* **TASK**: Type out every entry again, character for character.

* **DATA TO EXAMINE**:
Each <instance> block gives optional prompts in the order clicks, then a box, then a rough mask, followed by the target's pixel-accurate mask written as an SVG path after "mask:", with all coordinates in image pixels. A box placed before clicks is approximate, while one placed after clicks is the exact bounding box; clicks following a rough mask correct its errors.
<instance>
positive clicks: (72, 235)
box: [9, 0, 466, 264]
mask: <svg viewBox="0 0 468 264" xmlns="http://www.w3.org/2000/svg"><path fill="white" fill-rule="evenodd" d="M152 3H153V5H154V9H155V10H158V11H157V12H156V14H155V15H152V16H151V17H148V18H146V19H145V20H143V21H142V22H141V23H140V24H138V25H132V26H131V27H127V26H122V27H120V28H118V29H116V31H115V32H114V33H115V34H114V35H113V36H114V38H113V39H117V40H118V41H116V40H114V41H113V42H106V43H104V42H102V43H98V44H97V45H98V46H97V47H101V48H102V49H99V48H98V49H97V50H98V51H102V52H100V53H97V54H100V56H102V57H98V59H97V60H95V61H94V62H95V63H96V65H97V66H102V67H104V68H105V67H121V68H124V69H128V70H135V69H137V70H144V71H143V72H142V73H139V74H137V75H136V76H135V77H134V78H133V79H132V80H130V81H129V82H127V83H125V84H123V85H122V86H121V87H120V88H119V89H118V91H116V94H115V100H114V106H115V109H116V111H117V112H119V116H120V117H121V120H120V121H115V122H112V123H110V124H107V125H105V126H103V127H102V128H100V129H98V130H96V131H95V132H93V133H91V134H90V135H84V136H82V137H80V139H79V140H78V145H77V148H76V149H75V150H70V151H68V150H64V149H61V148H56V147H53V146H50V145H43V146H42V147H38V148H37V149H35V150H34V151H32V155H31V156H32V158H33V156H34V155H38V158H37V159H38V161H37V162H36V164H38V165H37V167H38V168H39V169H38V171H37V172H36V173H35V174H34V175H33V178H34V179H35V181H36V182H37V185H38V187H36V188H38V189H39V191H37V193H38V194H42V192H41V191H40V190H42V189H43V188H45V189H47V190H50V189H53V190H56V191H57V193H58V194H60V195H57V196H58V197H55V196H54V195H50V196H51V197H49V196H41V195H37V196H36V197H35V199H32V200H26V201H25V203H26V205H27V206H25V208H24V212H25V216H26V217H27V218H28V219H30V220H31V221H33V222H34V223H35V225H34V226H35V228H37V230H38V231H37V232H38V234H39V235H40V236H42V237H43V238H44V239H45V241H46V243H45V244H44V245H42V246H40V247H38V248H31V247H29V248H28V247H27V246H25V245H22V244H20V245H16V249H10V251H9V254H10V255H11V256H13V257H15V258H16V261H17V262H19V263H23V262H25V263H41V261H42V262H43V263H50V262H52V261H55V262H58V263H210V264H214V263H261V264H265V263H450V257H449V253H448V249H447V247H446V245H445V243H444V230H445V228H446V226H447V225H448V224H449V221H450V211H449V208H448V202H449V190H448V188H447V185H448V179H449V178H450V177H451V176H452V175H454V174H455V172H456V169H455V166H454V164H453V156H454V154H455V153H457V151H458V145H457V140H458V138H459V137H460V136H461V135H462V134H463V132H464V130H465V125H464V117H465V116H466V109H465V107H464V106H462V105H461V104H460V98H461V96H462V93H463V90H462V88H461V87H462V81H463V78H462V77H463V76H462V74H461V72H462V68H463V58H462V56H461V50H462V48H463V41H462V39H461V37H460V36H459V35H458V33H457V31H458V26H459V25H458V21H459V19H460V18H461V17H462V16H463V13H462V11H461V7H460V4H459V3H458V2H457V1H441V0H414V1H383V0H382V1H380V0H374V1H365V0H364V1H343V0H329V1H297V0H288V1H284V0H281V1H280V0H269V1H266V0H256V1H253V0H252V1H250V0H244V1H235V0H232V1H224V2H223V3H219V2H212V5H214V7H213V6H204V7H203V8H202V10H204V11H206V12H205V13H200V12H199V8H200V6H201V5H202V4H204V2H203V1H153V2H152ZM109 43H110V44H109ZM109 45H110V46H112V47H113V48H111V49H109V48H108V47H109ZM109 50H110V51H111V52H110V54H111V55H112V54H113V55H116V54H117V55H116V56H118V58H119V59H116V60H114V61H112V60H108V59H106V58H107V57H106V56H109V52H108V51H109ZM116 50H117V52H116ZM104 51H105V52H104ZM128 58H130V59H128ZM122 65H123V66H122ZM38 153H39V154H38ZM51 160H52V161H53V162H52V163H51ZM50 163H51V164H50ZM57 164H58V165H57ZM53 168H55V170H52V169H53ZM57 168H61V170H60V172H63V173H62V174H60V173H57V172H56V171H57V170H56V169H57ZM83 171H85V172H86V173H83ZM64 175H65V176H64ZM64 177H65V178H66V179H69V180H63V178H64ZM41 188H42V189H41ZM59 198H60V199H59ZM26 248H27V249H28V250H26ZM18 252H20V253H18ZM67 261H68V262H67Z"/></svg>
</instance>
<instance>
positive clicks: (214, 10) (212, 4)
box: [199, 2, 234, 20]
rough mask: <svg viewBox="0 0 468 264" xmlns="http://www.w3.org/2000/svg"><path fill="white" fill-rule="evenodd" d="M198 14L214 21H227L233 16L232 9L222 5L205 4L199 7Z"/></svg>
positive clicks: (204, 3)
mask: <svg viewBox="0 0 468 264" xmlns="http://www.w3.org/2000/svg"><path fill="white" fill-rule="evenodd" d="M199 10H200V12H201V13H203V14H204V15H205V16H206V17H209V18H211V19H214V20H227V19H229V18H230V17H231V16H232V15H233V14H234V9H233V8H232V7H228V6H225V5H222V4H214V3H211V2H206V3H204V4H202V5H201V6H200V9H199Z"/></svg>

* **TASK OUTPUT**:
Each <instance> block gives optional prompts in the order clicks, then a box, then a rough mask, followed by the target's pixel-accurate mask written as an SVG path after "mask:", with all coordinates in image pixels. A box placed before clicks is approximate, while one placed after clicks is the exact bounding box; clicks following a rough mask correct its errors.
<instance>
positive clicks: (72, 235)
box: [9, 0, 466, 264]
mask: <svg viewBox="0 0 468 264" xmlns="http://www.w3.org/2000/svg"><path fill="white" fill-rule="evenodd" d="M152 3H153V5H154V9H155V10H158V11H157V12H156V14H155V15H152V16H151V17H148V18H146V19H145V20H143V21H142V22H141V23H140V24H138V25H132V26H131V27H127V26H122V27H120V28H118V29H116V31H115V32H114V33H115V34H114V35H113V36H114V38H113V39H117V40H118V41H116V40H114V41H113V42H106V43H104V42H102V43H98V44H97V45H98V46H97V47H101V48H102V49H99V48H98V49H97V50H98V51H102V52H100V53H97V54H100V56H102V57H98V59H97V60H95V61H94V62H95V63H96V65H97V66H102V67H104V68H105V67H121V68H124V69H128V70H135V69H137V70H144V71H143V72H142V73H139V74H137V75H136V76H135V77H134V78H133V79H132V80H130V81H129V82H127V83H125V84H123V85H122V86H121V87H120V88H119V89H118V91H116V94H115V100H114V106H115V109H116V111H117V112H119V116H120V117H121V120H120V121H115V122H112V123H110V124H107V125H105V126H103V127H102V128H100V129H98V130H96V131H95V132H93V133H91V134H90V135H84V136H82V137H80V139H79V140H78V145H77V148H76V149H75V150H70V151H68V150H64V149H61V148H56V147H53V146H50V145H43V146H42V147H38V148H37V149H35V150H34V151H32V155H31V156H32V158H33V156H34V155H38V158H37V159H38V161H37V162H36V164H38V165H37V167H38V168H39V169H38V171H37V172H36V173H35V174H34V175H33V178H34V179H35V181H36V182H37V185H38V187H36V188H38V189H39V191H37V193H38V194H42V192H41V191H40V190H42V189H43V188H45V189H47V190H50V189H53V190H56V191H57V193H58V194H60V195H57V196H58V197H55V196H54V195H50V196H51V197H49V196H41V195H37V196H36V197H35V199H32V200H26V201H25V203H26V205H27V206H25V208H24V212H25V216H26V217H27V218H28V219H30V220H31V221H33V222H34V223H35V225H34V226H35V228H37V230H38V231H37V232H38V234H39V235H40V236H42V237H43V238H44V239H45V241H46V243H45V244H44V245H42V246H40V247H38V248H31V247H29V248H28V247H27V246H25V245H22V244H20V245H16V249H10V251H9V254H10V255H11V256H13V257H15V258H16V261H17V262H19V263H23V262H25V263H41V261H42V262H43V263H50V262H52V261H55V262H58V263H210V264H214V263H261V264H265V263H450V257H449V253H448V249H447V247H446V245H445V243H444V230H445V228H446V226H447V225H448V224H449V221H450V211H449V208H448V202H449V190H448V188H447V185H448V179H449V178H450V177H451V176H452V175H454V174H455V172H456V169H455V166H454V164H453V156H454V154H455V153H457V151H458V145H457V140H458V138H459V137H460V136H461V135H462V134H463V132H464V130H465V125H464V117H465V116H466V109H465V107H464V106H462V105H461V104H460V98H461V96H462V93H463V90H462V88H461V87H462V81H463V78H462V77H463V76H462V74H461V72H462V68H463V58H462V56H461V50H462V48H463V41H462V39H461V37H460V36H459V35H458V33H457V31H458V26H459V25H458V21H459V19H460V18H461V17H462V16H463V13H462V11H461V7H460V4H459V3H458V2H457V1H441V0H414V1H383V0H382V1H380V0H374V1H365V0H364V1H343V0H329V1H297V0H288V1H284V0H281V1H280V0H269V1H266V0H256V1H253V0H252V1H250V0H244V1H235V0H232V1H224V2H223V3H219V2H212V5H214V7H213V6H204V7H203V8H202V10H204V11H206V12H205V13H200V12H199V8H200V6H201V5H202V4H204V2H203V1H153V2H152ZM109 43H110V44H109ZM109 45H110V46H112V47H113V48H111V49H109V48H108V47H109ZM109 50H110V51H111V52H110V54H111V55H112V54H113V55H116V54H117V55H116V56H118V58H119V59H116V60H114V61H112V60H108V59H106V58H107V57H106V56H109V52H108V51H109ZM116 50H117V52H116ZM104 51H105V52H104ZM128 58H130V59H128ZM122 65H123V66H122ZM38 153H39V154H38ZM51 160H52V161H53V162H52V163H51ZM50 163H51V164H50ZM57 164H58V165H57ZM53 168H55V170H52V169H53ZM57 168H61V170H60V172H63V173H62V174H60V173H57V172H56V171H57V170H56V169H57ZM83 171H85V172H86V173H83ZM64 175H65V176H64ZM64 177H65V178H66V179H69V180H63V178H64ZM41 188H42V189H41ZM59 198H60V199H59ZM26 248H27V249H28V250H26ZM18 252H20V253H18ZM67 261H68V262H67Z"/></svg>
</instance>
<instance>
positive clicks: (214, 10) (212, 4)
box: [199, 2, 234, 20]
rough mask: <svg viewBox="0 0 468 264" xmlns="http://www.w3.org/2000/svg"><path fill="white" fill-rule="evenodd" d="M198 14L214 21H227L233 16L232 9L222 5L205 4L199 7Z"/></svg>
positive clicks: (204, 3)
mask: <svg viewBox="0 0 468 264" xmlns="http://www.w3.org/2000/svg"><path fill="white" fill-rule="evenodd" d="M199 10H200V12H201V13H203V14H204V15H205V16H206V17H209V18H211V19H214V20H227V19H229V18H230V17H231V16H232V15H233V14H234V9H233V8H232V7H228V6H225V5H222V4H214V3H211V2H206V3H204V4H202V5H201V6H200V9H199Z"/></svg>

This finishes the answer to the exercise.